To do:
Beginning at the line that contains "table shown in this photo." and ending at the last line of the entries, write out each line exactly; include nothing outside that span.

begin

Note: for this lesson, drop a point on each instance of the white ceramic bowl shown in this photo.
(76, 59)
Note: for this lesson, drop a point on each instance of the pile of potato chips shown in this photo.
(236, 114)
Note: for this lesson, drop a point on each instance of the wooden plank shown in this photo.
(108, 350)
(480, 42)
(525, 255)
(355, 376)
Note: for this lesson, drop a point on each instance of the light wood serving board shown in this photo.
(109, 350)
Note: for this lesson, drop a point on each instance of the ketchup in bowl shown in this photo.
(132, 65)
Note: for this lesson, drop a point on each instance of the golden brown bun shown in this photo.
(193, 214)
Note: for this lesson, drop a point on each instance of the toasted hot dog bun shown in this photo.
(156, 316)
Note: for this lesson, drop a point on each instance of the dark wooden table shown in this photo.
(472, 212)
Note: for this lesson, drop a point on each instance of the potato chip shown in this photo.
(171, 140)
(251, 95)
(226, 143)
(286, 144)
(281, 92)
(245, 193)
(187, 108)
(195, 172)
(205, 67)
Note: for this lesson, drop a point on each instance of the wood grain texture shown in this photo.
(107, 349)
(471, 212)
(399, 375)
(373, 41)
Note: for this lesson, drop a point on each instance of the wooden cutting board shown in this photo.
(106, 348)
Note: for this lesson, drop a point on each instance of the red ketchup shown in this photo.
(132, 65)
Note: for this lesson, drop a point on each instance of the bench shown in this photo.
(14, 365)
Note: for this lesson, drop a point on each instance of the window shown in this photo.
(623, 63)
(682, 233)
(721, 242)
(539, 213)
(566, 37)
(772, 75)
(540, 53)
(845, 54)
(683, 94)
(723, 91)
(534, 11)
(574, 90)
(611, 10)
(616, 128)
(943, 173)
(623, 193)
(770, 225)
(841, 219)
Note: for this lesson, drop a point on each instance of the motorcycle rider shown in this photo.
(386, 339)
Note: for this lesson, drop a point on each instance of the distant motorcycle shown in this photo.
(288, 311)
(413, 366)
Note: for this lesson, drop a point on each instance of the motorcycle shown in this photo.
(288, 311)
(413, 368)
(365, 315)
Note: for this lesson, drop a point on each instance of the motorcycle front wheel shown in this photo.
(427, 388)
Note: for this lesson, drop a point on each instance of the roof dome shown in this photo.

end

Answer to this exercise:
Note: for this lesson, drop a point on each instance of the dark wooden table shown in this photo.
(472, 212)
Note: for this lesson, drop a point on each instance of the potato chip shown in this photo.
(171, 140)
(251, 95)
(226, 143)
(286, 144)
(281, 92)
(245, 193)
(187, 108)
(195, 172)
(205, 67)
Note: for this lesson, drop a point on each instance of the wood grain texture shown in this photo.
(107, 349)
(471, 212)
(399, 375)
(373, 41)
Note: for this lesson, drop a point on each instance of the wooden cutting board shown in this photo.
(106, 348)
Note: for this lesson, drop a point on each instance of the red ketchup shown in this photo.
(132, 65)
Note: for this lesson, drop a point on each instance of the bench shown in this photo.
(14, 365)
Note: for this lesson, drop a point on each instance of the window shown in this photo.
(623, 63)
(682, 233)
(721, 242)
(539, 213)
(566, 37)
(772, 75)
(540, 53)
(845, 54)
(683, 94)
(723, 91)
(534, 11)
(574, 90)
(611, 10)
(616, 128)
(943, 173)
(623, 193)
(770, 225)
(841, 219)
Note: for this lesson, drop a point on each instance of the motorcycle rider shown in this photo.
(386, 339)
Note: for this lesson, drop a point on each instance of the distant motorcycle shown in this photo.
(288, 311)
(413, 366)
Note: for this lesson, drop a point on each instance of the motorcycle shown in this photo.
(288, 311)
(413, 368)
(365, 315)
Note: for this lesson, drop a point on each instance of the motorcycle front wheel shown in this photo.
(427, 388)
Note: for this lesson, drop a point on each instance of the roof dome shown in this photo.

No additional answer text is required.